→ Data for this task:
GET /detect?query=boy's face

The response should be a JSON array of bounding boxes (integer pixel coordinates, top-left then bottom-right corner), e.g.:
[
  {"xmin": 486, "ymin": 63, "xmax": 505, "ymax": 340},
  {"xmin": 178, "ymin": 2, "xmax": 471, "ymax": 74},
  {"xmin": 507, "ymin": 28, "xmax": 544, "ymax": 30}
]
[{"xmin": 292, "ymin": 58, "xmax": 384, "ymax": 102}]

→ Your instructions: Only the lines from the one with "The response should" through the final line above belong in the answer, each retyped exactly.

→ Answer to the problem:
The response should be a JSON array of bounding boxes (integer pixel coordinates, top-left then bottom-right corner), e.g.:
[
  {"xmin": 486, "ymin": 63, "xmax": 505, "ymax": 340},
  {"xmin": 178, "ymin": 2, "xmax": 471, "ymax": 74},
  {"xmin": 507, "ymin": 28, "xmax": 544, "ymax": 30}
]
[{"xmin": 292, "ymin": 58, "xmax": 384, "ymax": 102}]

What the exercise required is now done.